CPI stands for Consumer Price Index, which is a common indicator for measuring the change in prices paid by the consumers within a country. CPI is usually released regularly by the government or band it calculates the percentage change in the cost of purchasing representative goods and services by surveying the prices of a certain quantity of these goods and services.
For example, if a cup of coffee cost $1.00 last year, but today it has been raised to $1.50, CPI will take into account for the change in price difference.
Generally, CPI is calculated based on the average prices within a certain period, which could be a month, a quarter, or a year. As CPI is one of the important indicators for assessing the inflation rate of an economy, it has received special attention, especially when the US has hit a new high in inflation.
What is the formula for calculating CPI?
The simple formula for calculating CPI is as follows:
CPI = (Total price of goods and services in the current period ÷ Total price of goods and services in the base period) × 100
The base period is a reference point, which is usually set as 100. The result of CPI represents the percentage change of the price of goods and services in the current period compared to the base period.
To be specific, the calculation of CPI requires selecting a basket of representative goods and services that covers food, housing, transportation, healthcare, education, entertainment, and other consumer goods and services, and compute them based on their respective weights. Although the formula and method of calculating CPI may vary in different countries or regions, the basic principles are generally the same.
2023 US CPI Latest Weight Changes
It is noteworthy that the US Department of Labor announced at the beginning of the year that significant adjustments have been made to the CPI weight calculation methods (previously updated every two years, now updated every year) starting from January this year. The changes in the 2023 US CPI weights are as follows:
- Housing: 44.4% (+2%)
- Entertainment: 5.4% (+0.3%)
- Food: 14.4% (+0.1%)
- Clothing: 2.5% (no change)
- Other Goods and Services: 2.7% (-0.1%)
- Medical Care: 8.1% (-0.4%)
- Education and Communication: 5.8% (-0.6%)
- Transportation: 16.7% (-1.4%)
Why Change CPI Weightings Annually?
The US Department of Labor stated in the announcement that in the past, the CPI weightings were adjusted every two years, but the adjustment of the weights would have a lag of 36 months. For example, the consumption data from 2019 to 2020 will only be used to calculate adjustments from January 2022 to December 2023 after data collection and processing.
Starting from January 2023, the US Department of Labor will update the CPI weightings every year, shortening the lag period for adjusting the weights to 24 months. This means that in 2023, the weightings that were originally calculated based on consumption data from 2019 to 2020 will be recalculated based on the consumption data from 2021.
Through this adjustment, the US Department of Labor stated that inflation data will be closer to reality, and the CPI weightings will be closer to the actual consumption behavior of modern consumers, thus improving the accuracy of CPI data.
What is the impact of CPI on the stock market?

#####

● **Assigned task A**
In the text on CPI, what weight does housing carry in the 2023 US CPI?
● **Assigned task B**
Using the text on CPI, explain why the US Department of Labor switched to updating CPI weightings every year.

#####

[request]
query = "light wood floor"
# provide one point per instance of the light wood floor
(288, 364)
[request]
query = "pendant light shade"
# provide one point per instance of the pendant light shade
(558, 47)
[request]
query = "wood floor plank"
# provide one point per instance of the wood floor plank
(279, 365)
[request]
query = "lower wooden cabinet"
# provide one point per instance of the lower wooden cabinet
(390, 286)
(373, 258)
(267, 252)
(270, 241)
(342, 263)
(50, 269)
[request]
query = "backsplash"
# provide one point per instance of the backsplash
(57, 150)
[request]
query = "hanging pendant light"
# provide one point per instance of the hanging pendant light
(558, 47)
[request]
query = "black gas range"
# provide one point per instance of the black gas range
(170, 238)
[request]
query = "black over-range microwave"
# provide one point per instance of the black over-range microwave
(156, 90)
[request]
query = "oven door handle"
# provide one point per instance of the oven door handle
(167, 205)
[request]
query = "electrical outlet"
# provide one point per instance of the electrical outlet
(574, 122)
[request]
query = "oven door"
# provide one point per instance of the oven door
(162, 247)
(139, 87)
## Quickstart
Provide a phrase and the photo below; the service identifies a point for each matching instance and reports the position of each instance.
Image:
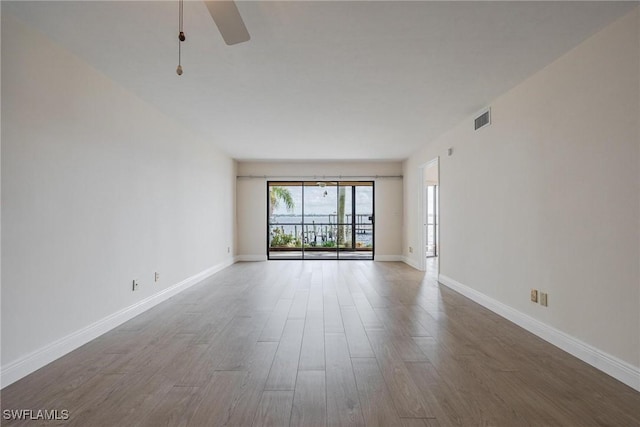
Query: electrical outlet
(543, 299)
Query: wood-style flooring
(322, 343)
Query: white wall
(547, 197)
(252, 202)
(98, 189)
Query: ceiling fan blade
(226, 16)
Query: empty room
(320, 213)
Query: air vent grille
(483, 120)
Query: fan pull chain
(181, 36)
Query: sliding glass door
(320, 220)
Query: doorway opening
(320, 220)
(430, 180)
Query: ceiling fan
(230, 24)
(228, 20)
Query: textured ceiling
(321, 80)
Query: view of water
(321, 228)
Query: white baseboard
(611, 365)
(388, 258)
(411, 263)
(35, 360)
(251, 258)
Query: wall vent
(483, 119)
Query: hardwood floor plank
(248, 394)
(299, 306)
(309, 401)
(274, 409)
(356, 336)
(377, 402)
(175, 408)
(285, 364)
(312, 351)
(273, 329)
(343, 402)
(404, 392)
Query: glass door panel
(284, 234)
(432, 221)
(320, 220)
(359, 221)
(319, 226)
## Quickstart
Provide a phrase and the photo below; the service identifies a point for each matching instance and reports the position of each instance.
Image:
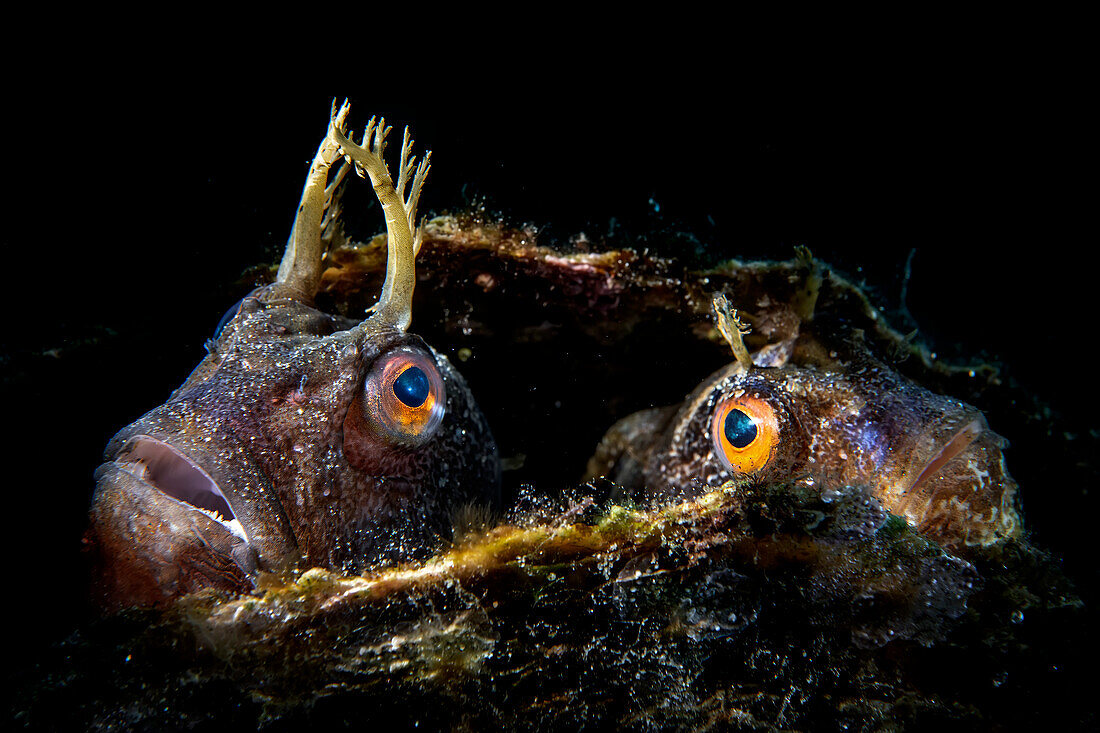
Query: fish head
(925, 457)
(301, 439)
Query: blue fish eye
(411, 386)
(739, 428)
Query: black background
(134, 206)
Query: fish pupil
(411, 386)
(739, 428)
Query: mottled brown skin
(845, 424)
(264, 420)
(264, 415)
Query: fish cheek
(364, 449)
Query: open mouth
(162, 467)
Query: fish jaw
(174, 514)
(150, 548)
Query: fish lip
(173, 470)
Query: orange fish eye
(404, 396)
(746, 434)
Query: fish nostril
(167, 470)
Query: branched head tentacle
(300, 269)
(395, 305)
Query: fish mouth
(165, 469)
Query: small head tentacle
(732, 329)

#####

● **Final answer A**
44.4%, an increase of 2%.

● **Final answer B**
Updating every two years left a 36-month lag before new consumption data shaped the weights, and annual updates shorten that lag to 24 months. The Department said this brings inflation data closer to reality and the weightings closer to consumers' actual behavior, which improves the accuracy of CPI data.